Express the rows below as a JSON list of strings with one string per line, skipping any blank lines.
--- EXCERPTED DATA Enclosed Below ---
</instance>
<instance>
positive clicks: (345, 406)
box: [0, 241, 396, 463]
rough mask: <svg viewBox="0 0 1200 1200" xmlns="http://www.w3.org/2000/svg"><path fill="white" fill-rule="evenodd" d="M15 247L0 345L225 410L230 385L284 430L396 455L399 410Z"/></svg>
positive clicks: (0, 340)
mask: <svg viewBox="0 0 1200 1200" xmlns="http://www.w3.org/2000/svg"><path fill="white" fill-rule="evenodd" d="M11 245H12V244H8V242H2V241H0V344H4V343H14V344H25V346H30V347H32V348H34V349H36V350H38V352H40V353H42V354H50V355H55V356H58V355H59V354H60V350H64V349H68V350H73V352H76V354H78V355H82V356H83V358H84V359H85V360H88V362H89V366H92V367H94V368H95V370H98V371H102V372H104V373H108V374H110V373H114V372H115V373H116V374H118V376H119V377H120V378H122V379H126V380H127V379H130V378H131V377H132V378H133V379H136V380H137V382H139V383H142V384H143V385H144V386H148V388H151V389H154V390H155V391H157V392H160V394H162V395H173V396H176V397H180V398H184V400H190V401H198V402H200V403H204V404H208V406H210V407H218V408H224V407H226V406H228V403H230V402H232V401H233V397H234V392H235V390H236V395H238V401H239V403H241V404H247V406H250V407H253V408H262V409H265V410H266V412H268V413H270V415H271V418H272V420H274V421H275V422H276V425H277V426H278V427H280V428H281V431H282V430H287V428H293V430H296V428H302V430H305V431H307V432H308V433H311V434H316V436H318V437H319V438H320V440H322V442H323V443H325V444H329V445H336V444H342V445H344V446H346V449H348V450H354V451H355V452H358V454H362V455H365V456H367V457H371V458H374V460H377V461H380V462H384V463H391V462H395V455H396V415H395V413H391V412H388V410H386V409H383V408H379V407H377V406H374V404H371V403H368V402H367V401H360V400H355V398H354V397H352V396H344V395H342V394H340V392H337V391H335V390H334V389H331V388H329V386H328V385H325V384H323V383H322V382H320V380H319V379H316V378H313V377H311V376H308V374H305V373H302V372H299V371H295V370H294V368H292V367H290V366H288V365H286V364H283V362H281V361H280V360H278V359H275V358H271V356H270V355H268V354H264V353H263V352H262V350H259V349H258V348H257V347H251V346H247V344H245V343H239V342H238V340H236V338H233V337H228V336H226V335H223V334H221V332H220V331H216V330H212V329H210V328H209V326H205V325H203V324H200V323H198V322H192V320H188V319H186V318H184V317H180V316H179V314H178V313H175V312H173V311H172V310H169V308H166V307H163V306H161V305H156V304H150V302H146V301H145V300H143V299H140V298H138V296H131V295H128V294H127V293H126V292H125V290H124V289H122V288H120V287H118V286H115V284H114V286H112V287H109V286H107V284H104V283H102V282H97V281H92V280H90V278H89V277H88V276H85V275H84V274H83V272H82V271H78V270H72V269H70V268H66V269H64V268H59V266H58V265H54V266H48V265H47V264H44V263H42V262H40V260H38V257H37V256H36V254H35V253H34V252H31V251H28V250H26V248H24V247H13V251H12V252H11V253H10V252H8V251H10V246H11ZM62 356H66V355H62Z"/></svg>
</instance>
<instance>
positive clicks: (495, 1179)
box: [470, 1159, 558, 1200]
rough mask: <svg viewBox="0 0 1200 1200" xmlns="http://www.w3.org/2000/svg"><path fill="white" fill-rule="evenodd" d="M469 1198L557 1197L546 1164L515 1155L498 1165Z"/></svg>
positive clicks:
--- End of Enclosed EXCERPTED DATA ---
• _EXPECTED OUTPUT_
[
  "</instance>",
  "<instance>",
  "positive clicks: (345, 406)",
  "box: [0, 241, 396, 463]",
  "rough mask: <svg viewBox=\"0 0 1200 1200\" xmlns=\"http://www.w3.org/2000/svg\"><path fill=\"white\" fill-rule=\"evenodd\" d=\"M15 247L0 345L225 410L230 385L284 430L396 455L399 410Z\"/></svg>",
  "positive clicks: (0, 340)",
  "mask: <svg viewBox=\"0 0 1200 1200\" xmlns=\"http://www.w3.org/2000/svg\"><path fill=\"white\" fill-rule=\"evenodd\" d=\"M11 245H12V244H8V242H2V241H0V344H4V343H14V344H25V346H30V347H32V348H34V349H36V350H38V352H40V353H42V354H50V355H55V356H58V355H59V354H60V350H64V349H68V350H73V352H76V354H78V355H82V356H83V358H84V359H85V360H88V362H89V366H92V367H94V368H95V370H98V371H102V372H104V373H108V374H110V373H114V372H115V373H116V374H118V376H119V377H120V378H122V379H126V380H127V379H130V378H131V377H132V378H133V379H136V380H137V382H139V383H142V384H143V385H144V386H148V388H151V389H154V390H155V391H157V392H160V394H162V395H173V396H176V397H180V398H184V400H190V401H198V402H200V403H204V404H208V406H210V407H218V408H224V407H226V406H228V403H230V402H232V401H233V397H234V392H235V390H236V395H238V401H239V403H241V404H247V406H250V407H253V408H262V409H265V410H266V412H268V413H270V415H271V418H272V420H274V421H275V422H276V425H277V426H278V427H280V428H281V431H282V430H287V428H293V430H296V428H302V430H305V431H307V432H308V433H311V434H316V436H318V437H319V438H320V440H322V442H323V443H325V444H329V445H336V444H342V445H344V446H346V449H348V450H354V451H355V452H358V454H362V455H365V456H367V457H371V458H374V460H377V461H380V462H384V463H391V462H395V455H396V415H395V413H391V412H388V410H386V409H383V408H379V407H377V406H374V404H371V403H368V402H367V401H360V400H355V398H354V397H352V396H344V395H342V394H340V392H337V391H335V390H334V389H331V388H329V386H328V385H325V384H323V383H322V382H320V380H319V379H316V378H313V377H311V376H308V374H305V373H302V372H299V371H295V370H294V368H292V367H290V366H288V365H286V364H283V362H281V361H280V360H278V359H275V358H271V356H270V355H268V354H264V353H263V352H262V350H259V349H258V348H257V347H251V346H247V344H245V343H239V342H238V340H236V338H233V337H228V336H226V335H223V334H221V332H220V331H216V330H212V329H210V328H209V326H205V325H203V324H200V323H198V322H192V320H188V319H186V318H184V317H180V316H179V314H178V313H175V312H173V311H172V310H169V308H166V307H163V306H161V305H156V304H150V302H146V301H145V300H143V299H140V298H138V296H131V295H128V294H127V293H126V292H125V290H124V289H122V288H120V287H118V286H115V284H114V286H112V287H109V286H107V284H104V283H102V282H97V281H92V280H90V278H89V277H88V276H85V275H84V274H83V272H82V271H78V270H72V269H70V268H66V269H64V268H59V266H58V265H54V266H48V265H47V264H44V263H42V262H40V260H38V257H37V256H36V254H35V253H34V252H31V251H28V250H26V248H24V247H13V251H12V252H11V253H10V252H8V251H10V246H11ZM62 356H66V355H62Z\"/></svg>",
  "</instance>",
  "<instance>",
  "positive clicks: (495, 1179)",
  "box: [470, 1159, 558, 1200]",
  "rough mask: <svg viewBox=\"0 0 1200 1200\" xmlns=\"http://www.w3.org/2000/svg\"><path fill=\"white\" fill-rule=\"evenodd\" d=\"M469 1198L557 1197L546 1164L515 1155L498 1165Z\"/></svg>",
  "positive clicks:"
]